EXERCISES:
1 – Decide whether each of the statements (a), (b), and (c) agrees with the text on CUDA setup below. Answer yes or no for each and quote the deciding words of the text. (a) Code can be compiled on the head node. (b) Executables built from the SDK examples may be run directly on the head node. (c) The CUDA C module has to be loaded by hand after logging in.
2 – Reproduce the part of the text on CUDA setup below from "SDK: Example code, documentation" up to and including "the link below.".

QUOTED TEXT:
---

Environment: The module for NVIDIA's CUDA C is loaded by default upon login. The NVIDIA compiler is
nvcc. One can compile on the head node, but execution on the Tesla GPUs is available only via PBS batch jobs.
SDK: Example code, documentation and several utilities can be found in the NVIDIA SDK. When porting code to CUDA C, the examples in the SDK can be quite useful, both as illustration and as templates for certain algorithms (e.g., marching cubes, Monte Carlo). In addition, there are further examples and tutorials available on the NVIDIA site at the link below.
Examples: To use the examples, one should copy the installer to one's home directory, and run with the prompted-for defaults:
forge$ cp /uf/ncsa/consult/nvidia_sdk/gpucomputingsdk_*_linux.run $HOME forge$ cd $HOME forge$ sh ./gpucomputingsdk_*_linux.run
To build, cd into the "C" subdirectory and run
make. In all cases, the resulting executables should be run on a compute node, accessed through the batch system.

---

SUPPLIED INFORMATION:
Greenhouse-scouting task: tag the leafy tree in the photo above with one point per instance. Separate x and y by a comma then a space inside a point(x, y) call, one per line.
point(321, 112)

---

SOLVED TASKS:
1 –
(a) Yes: "One can compile on the head node"
(b) No: "the resulting executables should be run on a compute node, accessed through the batch system"
(c) No: "The module for NVIDIA's CUDA C is loaded by default upon login"

2 –
SDK: Example code, documentation and several utilities can be found in the NVIDIA SDK. When porting code to CUDA C, the examples in the SDK can be quite useful, both as illustration and as templates for certain algorithms (e.g., marching cubes, Monte Carlo). In addition, there are further examples and tutorials available on the NVIDIA site at the link below.